— Start of AVAILABLE RECORDS —

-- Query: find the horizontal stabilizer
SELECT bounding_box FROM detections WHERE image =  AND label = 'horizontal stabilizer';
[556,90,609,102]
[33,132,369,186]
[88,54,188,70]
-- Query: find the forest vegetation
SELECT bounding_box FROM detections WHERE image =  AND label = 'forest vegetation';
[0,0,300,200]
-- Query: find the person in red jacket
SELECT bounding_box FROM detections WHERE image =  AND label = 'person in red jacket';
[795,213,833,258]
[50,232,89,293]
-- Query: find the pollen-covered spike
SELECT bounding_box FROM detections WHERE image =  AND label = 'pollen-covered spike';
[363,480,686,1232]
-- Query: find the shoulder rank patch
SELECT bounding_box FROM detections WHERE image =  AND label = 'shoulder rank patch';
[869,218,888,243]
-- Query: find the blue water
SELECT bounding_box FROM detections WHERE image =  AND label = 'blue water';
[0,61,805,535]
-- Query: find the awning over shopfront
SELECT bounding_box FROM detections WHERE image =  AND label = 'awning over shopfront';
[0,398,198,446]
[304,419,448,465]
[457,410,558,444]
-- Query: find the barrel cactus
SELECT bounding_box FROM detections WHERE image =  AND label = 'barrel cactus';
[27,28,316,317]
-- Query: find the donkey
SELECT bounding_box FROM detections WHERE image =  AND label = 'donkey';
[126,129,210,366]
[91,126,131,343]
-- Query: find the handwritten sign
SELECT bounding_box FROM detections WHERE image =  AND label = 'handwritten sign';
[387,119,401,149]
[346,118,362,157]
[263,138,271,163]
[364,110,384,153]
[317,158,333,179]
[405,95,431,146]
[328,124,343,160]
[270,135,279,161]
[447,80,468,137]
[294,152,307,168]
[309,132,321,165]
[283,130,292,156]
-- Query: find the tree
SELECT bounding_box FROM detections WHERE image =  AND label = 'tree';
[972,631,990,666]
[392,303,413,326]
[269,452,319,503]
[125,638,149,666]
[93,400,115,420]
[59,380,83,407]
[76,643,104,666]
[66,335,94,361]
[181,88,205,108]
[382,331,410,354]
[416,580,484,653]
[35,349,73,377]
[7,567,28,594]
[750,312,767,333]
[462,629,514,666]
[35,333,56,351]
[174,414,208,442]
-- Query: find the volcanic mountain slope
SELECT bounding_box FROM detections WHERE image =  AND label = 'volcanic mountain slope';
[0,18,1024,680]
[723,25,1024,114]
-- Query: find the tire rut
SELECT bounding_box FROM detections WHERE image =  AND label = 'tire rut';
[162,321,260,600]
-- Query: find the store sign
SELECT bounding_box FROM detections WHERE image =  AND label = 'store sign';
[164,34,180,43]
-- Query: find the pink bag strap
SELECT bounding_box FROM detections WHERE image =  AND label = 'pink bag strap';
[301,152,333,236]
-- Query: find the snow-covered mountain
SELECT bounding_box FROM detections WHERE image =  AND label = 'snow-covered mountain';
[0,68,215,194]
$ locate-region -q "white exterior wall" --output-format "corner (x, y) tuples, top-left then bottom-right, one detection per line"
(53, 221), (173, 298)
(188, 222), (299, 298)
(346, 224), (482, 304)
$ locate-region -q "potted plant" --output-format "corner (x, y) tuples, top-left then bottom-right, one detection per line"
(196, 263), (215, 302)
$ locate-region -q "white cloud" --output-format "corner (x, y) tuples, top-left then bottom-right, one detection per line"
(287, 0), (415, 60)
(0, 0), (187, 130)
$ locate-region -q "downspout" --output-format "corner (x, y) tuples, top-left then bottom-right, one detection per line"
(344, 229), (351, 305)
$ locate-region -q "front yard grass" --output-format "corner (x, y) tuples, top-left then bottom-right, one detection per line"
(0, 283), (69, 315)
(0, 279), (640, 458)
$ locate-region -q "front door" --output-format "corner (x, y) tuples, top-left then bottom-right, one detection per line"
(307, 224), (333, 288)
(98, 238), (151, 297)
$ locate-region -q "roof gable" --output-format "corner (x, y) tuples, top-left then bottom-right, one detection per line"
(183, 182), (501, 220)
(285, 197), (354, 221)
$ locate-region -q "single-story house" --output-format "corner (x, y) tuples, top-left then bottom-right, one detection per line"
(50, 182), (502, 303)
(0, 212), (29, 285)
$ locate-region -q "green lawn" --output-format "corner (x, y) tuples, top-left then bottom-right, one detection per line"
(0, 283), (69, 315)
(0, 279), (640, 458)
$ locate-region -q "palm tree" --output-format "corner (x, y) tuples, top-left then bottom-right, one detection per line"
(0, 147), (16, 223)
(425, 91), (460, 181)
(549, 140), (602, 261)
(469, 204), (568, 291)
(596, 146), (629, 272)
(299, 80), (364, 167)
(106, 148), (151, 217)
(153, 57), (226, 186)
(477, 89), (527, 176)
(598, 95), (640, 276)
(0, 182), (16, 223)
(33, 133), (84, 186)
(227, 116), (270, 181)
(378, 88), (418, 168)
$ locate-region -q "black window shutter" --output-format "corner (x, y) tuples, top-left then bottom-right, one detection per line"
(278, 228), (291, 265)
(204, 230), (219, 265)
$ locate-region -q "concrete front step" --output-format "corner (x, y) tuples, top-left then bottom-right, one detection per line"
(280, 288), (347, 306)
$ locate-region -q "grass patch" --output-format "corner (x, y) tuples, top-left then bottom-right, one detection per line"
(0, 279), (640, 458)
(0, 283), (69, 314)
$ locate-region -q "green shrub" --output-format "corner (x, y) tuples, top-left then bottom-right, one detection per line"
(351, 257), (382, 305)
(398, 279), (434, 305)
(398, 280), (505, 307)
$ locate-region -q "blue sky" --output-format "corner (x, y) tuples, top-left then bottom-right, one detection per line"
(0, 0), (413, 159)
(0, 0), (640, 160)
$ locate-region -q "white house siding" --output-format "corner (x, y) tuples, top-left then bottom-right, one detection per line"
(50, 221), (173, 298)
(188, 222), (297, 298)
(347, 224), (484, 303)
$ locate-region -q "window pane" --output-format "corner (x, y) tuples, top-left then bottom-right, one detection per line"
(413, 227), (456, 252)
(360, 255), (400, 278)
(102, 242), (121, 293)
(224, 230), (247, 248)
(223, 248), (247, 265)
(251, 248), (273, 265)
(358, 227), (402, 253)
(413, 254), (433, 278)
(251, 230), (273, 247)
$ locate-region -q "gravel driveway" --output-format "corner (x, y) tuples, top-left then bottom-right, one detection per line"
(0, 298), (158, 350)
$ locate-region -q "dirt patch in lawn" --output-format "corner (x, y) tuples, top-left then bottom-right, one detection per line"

— End of AVAILABLE RECORDS —

__DO THIS__.
Return every line of the records above exactly as it appears, with nothing left out or changed.

__CORRECT RESPONSE__.
-- Query: find the horizontal stabilizer
SELECT bounding_box FROM detections WHERE image =  AND label = 'horizontal stabilizer';
[556,90,609,102]
[33,132,369,186]
[88,54,188,70]
-- Query: find the forest vegetation
SELECT bounding_box FROM detections WHERE image =  AND label = 'forest vegetation';
[0,0,300,200]
-- Query: find the person in red jacket
SELECT bounding_box FROM detections WHERE image =  AND label = 'person in red jacket';
[795,213,833,258]
[50,232,89,293]
-- Query: find the pollen-covered spike
SELECT bounding_box FROM detections WHERE image =  AND label = 'pollen-covered spike';
[363,480,686,1232]
-- Query: find the shoulder rank patch
SELECT bounding_box FROM detections WHERE image =  AND label = 'shoulder rank patch';
[869,218,888,243]
-- Query: find the blue water
SELECT bounding_box FROM detections WHERE image =  AND label = 'blue water';
[0,61,805,535]
-- Query: find the awning over shopfront
SELECT bounding_box FROM detections WHERE image =  AND label = 'awning over shopfront';
[0,398,198,446]
[304,419,448,465]
[457,410,558,444]
-- Query: find the barrel cactus
SELECT bounding_box FROM detections WHERE image =  AND label = 'barrel cactus';
[27,28,316,317]
-- Query: find the donkey
SELECT bounding_box FROM detections WHERE image =  AND label = 'donkey';
[126,129,210,366]
[91,126,131,343]
-- Query: find the handwritten sign
SELECT bounding_box FROM detections WHERE image =  AND label = 'handwritten sign';
[387,119,401,149]
[346,118,362,157]
[263,138,271,163]
[364,110,384,153]
[317,158,333,179]
[405,95,431,146]
[328,124,343,160]
[270,135,279,161]
[447,80,468,137]
[294,152,307,168]
[309,132,321,165]
[283,130,292,156]
-- Query: find the tree
SELECT bounding_box FROM detections WHERE image =  AND label = 'tree';
[972,631,990,666]
[392,303,413,326]
[269,452,319,503]
[125,638,149,666]
[93,400,115,420]
[59,380,83,407]
[76,643,104,666]
[66,335,94,361]
[181,88,205,108]
[382,331,410,354]
[416,580,484,653]
[35,349,73,377]
[7,567,28,594]
[750,312,767,333]
[462,629,514,666]
[35,333,56,351]
[174,414,208,442]
-- Query: find the volcanic mountain slope
SELECT bounding_box FROM detections WHERE image =  AND label = 'volcanic mountain slope';
[0,18,1024,680]
[723,25,1024,114]
-- Query: find the tire rut
SELECT bounding_box FROM detections WHERE image =  AND label = 'tire rut';
[162,321,260,600]
-- Query: find the store sign
SELECT bounding_box FROM detections WHERE image =  AND label = 'store sign';
[164,34,180,43]
-- Query: find the pink bag strap
SELECT bounding_box FROM detections WHERE image =  AND label = 'pink bag strap';
[301,152,333,236]
-- Query: find the snow-covered mountain
SELECT bounding_box FROM detections WHERE image =  AND label = 'snow-covered mountain';
[0,68,215,194]
$ locate-region -q "white exterior wall" --output-format "corner (x, y) tuples, top-left then bottom-right, one detection per line"
(53, 221), (173, 298)
(188, 222), (299, 298)
(346, 224), (482, 304)
$ locate-region -q "potted plant" --output-format "corner (x, y) tuples, top-left then bottom-right, one detection per line"
(196, 263), (215, 302)
$ locate-region -q "white cloud" --output-format "corner (x, y) tuples, top-left then bottom-right, one detection per line"
(287, 0), (415, 60)
(0, 0), (187, 130)
$ locate-region -q "downspout" --output-format "corner (x, y) tuples, top-left then bottom-right, one detection per line"
(344, 229), (351, 305)
$ locate-region -q "front yard grass" --output-format "corner (x, y) tuples, top-left then bottom-right, one detection per line"
(0, 283), (69, 315)
(0, 279), (640, 458)
$ locate-region -q "front door" --output-format "corner (x, y) tuples, top-left then bottom-right, one detection per line"
(307, 224), (333, 288)
(98, 238), (151, 297)
$ locate-region -q "roof gable" --output-format "corner (x, y) tuples, top-left then bottom-right, one detection per line"
(183, 182), (501, 220)
(285, 197), (354, 221)
$ locate-region -q "single-story house" --output-format "corner (x, y) tuples, top-left then bottom-right, one detection per line"
(50, 182), (502, 303)
(0, 212), (29, 285)
$ locate-region -q "green lawn" --output-format "corner (x, y) tuples, top-left then bottom-right, one detection per line"
(0, 283), (69, 315)
(0, 279), (640, 458)
$ locate-region -q "palm tree" --output-format "corner (x, y) tuples, top-left then bottom-right, one detection per line"
(0, 147), (16, 223)
(425, 91), (460, 181)
(549, 140), (602, 261)
(469, 204), (568, 291)
(596, 146), (629, 272)
(299, 80), (364, 167)
(106, 148), (151, 217)
(153, 57), (226, 186)
(477, 89), (527, 176)
(598, 95), (640, 276)
(0, 182), (16, 223)
(33, 133), (84, 186)
(227, 116), (270, 181)
(378, 88), (418, 168)
$ locate-region -q "black window shutter" --output-format "corner (x, y) tuples, top-left then bottom-right, one detection per line"
(278, 228), (291, 265)
(204, 230), (219, 265)
$ locate-region -q "concrete front step" --output-format "corner (x, y) tuples, top-left then bottom-right, one detection per line"
(280, 288), (347, 306)
$ locate-region -q "grass patch" --output-format "corner (x, y) tuples, top-left then bottom-right, one detection per line"
(0, 279), (640, 458)
(0, 283), (69, 314)
$ locate-region -q "green shrub" --output-format "corner (x, y) tuples, top-left then bottom-right, one detection per line"
(351, 257), (382, 305)
(398, 279), (434, 305)
(398, 280), (505, 307)
$ locate-region -q "blue sky" --output-format "corner (x, y) tuples, top-left then bottom-right, one detection per line"
(0, 0), (413, 159)
(0, 0), (640, 160)
$ locate-region -q "white house siding" --output-format "corner (x, y) tuples, top-left then bottom-right, one detection per line"
(50, 221), (173, 298)
(188, 222), (297, 298)
(347, 224), (484, 303)
$ locate-region -q "window pane" --output-format "corner (x, y) tuples, top-left then bottom-right, one detection per line"
(413, 227), (456, 252)
(360, 255), (400, 278)
(102, 242), (121, 293)
(224, 230), (247, 248)
(223, 248), (247, 265)
(251, 248), (273, 265)
(358, 227), (402, 253)
(413, 254), (433, 278)
(251, 230), (273, 247)
$ locate-region -q "gravel driveway" --output-format "corner (x, y) tuples, top-left then bottom-right, one detection per line"
(0, 298), (158, 350)
$ locate-region -q "dirt patch in lawn" --output-format "corner (x, y) tuples, top-left then bottom-right, one detection per line"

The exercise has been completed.